Records for the exercise:

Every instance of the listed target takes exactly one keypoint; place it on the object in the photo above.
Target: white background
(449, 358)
--
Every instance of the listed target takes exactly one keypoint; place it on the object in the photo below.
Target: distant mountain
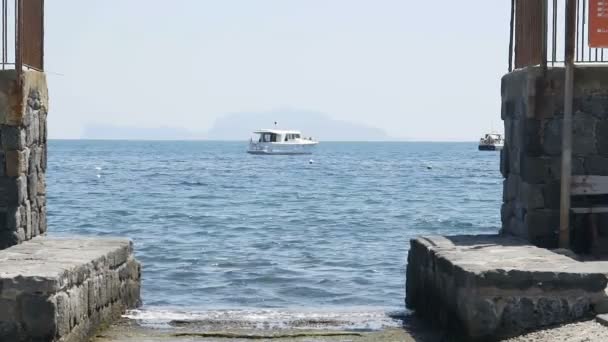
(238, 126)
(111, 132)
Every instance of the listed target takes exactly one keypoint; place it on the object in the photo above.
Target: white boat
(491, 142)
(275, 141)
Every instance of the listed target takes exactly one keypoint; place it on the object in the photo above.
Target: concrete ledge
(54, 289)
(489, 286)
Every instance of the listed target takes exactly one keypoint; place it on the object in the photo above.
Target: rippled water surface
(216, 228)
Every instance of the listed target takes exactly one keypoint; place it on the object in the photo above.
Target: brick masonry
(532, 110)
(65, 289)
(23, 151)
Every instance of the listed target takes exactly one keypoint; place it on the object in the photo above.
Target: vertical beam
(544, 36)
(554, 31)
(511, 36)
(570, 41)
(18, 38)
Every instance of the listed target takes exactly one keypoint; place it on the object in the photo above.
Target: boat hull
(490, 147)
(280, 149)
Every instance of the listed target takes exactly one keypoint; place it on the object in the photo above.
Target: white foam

Your objective:
Among the records above, only the lines between the line holding "Target: brick masonry" and the line holding "Target: white foam", inclusive, are to be output, exactly as written.

Your solution:
Target: brick masonry
(532, 110)
(65, 289)
(23, 151)
Every instance of the listed target takes exactly one keypoint; place it on the object in the photo above.
Target: vertical beam
(544, 36)
(554, 31)
(511, 36)
(570, 41)
(18, 38)
Every instance of the listed target takes exactly one keypoint; place it on the object in the photo above.
Target: boat hull
(490, 147)
(280, 149)
Every instance of the listed target takes exactly one keypoint; place it on the object in the photo above.
Target: white foam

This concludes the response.